* [WORK REQUEST A]:
In the article about Learical's single "Collateral," who did he invite to pull the song together on keyboard and contribute bass and guitar?
* [WORK REQUEST B]:
Pick up the article about Learical's single "Collateral" after its last sentence and write the next part.

* [GIVEN TEXT]:
----

When Charleston’s soulful funk group The Real Good News played Tobin’s Market earlier this year with a lineup of local musicians, rapper Mike L!ve asked local poet and emcee Learical to get up on stage and do his thing — but he said “No.” Why not? He didn’t say at the time.
“I thought, ‘I’m going to turn this into something, this moment that I passed up on,’” said Learical, aka Christian Morant. What resulted is his new single, “Collateral,” which chronicles not only the local rappers who inspire him, but also the mental grappling that comes with putting yourself out there as an artist.
When writing the song, Morant said he was channeling not only the disappointment he felt at the time, but also the encouragement he’s received from those he looks up to. He invited his fellow Noisy Boys musician, bassist Mike Cashwell, to pull everything together on the keyboard and contribute bass and guitar.
The self-examining lyrics maintain the cadence of a poem: “Cuz you’d rather look cool than actually do / What it takes to be great and everything to prove / You belong in this game when you’re just a ruse / A fake, a fraud ‘til they all applaud.”
“Collateral” represents a combination of the musician holding himself accountable to his faults and paying homage to the scene he said has supported him. The song signals a departure from darker material he’s written in the past. “I’ve moved head spaces. Not to say I’m afraid to touch on those feelings, but I’m letting them go,” he said.

----

* [LISTED RECORDS]:
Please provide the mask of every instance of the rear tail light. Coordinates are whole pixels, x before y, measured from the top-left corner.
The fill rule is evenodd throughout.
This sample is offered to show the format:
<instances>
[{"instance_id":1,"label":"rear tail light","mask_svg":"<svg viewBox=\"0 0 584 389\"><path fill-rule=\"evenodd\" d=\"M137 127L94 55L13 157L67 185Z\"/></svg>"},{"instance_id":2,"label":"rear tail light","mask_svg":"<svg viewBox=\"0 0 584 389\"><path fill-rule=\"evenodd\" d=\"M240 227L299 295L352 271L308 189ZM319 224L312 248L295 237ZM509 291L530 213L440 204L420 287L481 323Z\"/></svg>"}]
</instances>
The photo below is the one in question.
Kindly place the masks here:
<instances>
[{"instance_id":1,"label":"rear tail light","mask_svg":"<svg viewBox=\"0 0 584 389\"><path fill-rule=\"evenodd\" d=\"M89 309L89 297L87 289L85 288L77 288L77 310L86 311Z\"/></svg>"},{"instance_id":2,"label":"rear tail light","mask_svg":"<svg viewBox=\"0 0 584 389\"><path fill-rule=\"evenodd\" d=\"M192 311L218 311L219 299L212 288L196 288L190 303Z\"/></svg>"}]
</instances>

----

* [OUTPUT A]:
Bassist Mike Cashwell, his fellow Noisy Boys musician.

* [OUTPUT B]:
Lately he’s been collaborating with local singer-songwriter Anna Crosby as her videographer. She has given him the chance lately to recite poetry at some shows. “I’ve been more confident since and know where to put my energy,” he said. They’ve been performing at open mic nights at Chico Feo and Elliotborough mini bar regularly this year. Recently she asked him to write a piece for a song of hers, which he called “What Have I Learned About Love” and read for the first time on video call with Charleston poet laureate Marcus Amaker.
What he envisions going forward is doing both spoken word and songs at shows. At one of his most recent performances he read a letter he wrote to his dad, then brought out Noisy Boys bandmate Josh Davidson to perform some songs. “I want to bring it all together,” he said.
The hybrid art Learical puts out is what he calls “evocative therapy” and without the open arms of the art scene in Charleston, it would not be possible. “People are actually listening and it’s genuine. I didn’t feel that growing up for the longest time. It’s good to finally find that in a community.”